**DOCUMENT SECTION:**
Russell Brand Writes Op-Ed About 'GQ' Awards, Hugo Boss 'Nazi' Joke
The comedian elaborated on his blistering takedown of the corporate sponsors at the magazine's Men of the Year awards.
Russell Brand has rubbed salt in the wound for British GQ.
The comedian has elaborated on his blisteringly sarcastic takedown of the corporate sponsors at the magazine's Men of the Year awards, held Sept. 3 at the Royal Opera House.
Honored with the Oracle award at the gala, the comedian proceeded to mock the prize ("It sounds to me like something that has recently been made up"), and made quips about sponsor Hugo Boss' sordid past making uniforms for Nazi Germany ("They did look f--ing fantastic, let's face it," he joked).
U.K tabloids then fanned the flames of what would become a viral video by reporting that he had been shown the door early at an exclusive event afterparty.
On Friday, in an op-ed in The Guardian, Brand seemed to express his distaste for award shows in general and this Men of the Year gala in particular. "I could see the room dividing as I spoke. I could hear the laughter of some and louder still silence of others. I realized that for some people this was regarded as an event with import," he wrote.

**ACTIVITY:** Copy the part of the Russell Brand article starting with "The comedian has" and going on through "exclusive event afterparty.". None of the material is needed for this exercise.

**DATA SECTION:**
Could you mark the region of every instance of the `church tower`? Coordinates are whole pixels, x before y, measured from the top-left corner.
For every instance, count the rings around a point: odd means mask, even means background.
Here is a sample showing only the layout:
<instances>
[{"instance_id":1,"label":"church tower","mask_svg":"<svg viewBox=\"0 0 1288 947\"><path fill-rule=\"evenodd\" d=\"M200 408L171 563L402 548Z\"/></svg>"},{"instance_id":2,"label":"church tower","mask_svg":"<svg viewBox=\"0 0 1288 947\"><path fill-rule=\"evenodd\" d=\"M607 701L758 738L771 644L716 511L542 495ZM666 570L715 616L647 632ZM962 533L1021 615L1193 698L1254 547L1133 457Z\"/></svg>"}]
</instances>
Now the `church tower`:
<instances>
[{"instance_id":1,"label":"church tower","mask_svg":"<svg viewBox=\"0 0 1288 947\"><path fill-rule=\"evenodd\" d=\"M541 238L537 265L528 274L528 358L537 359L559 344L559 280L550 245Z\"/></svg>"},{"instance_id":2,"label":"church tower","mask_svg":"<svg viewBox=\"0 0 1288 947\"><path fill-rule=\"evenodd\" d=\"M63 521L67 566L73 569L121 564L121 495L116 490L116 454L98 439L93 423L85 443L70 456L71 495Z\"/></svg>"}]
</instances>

**WRITTEN ANSWER:**
The comedian has elaborated on his blisteringly sarcastic takedown of the corporate sponsors at the magazine's Men of the Year awards, held Sept. 3 at the Royal Opera House.
Honored with the Oracle award at the gala, the comedian proceeded to mock the prize ("It sounds to me like something that has recently been made up"), and made quips about sponsor Hugo Boss' sordid past making uniforms for Nazi Germany ("They did look f--ing fantastic, let's face it," he joked).
U.K tabloids then fanned the flames of what would become a viral video by reporting that he had been shown the door early at an exclusive event afterparty.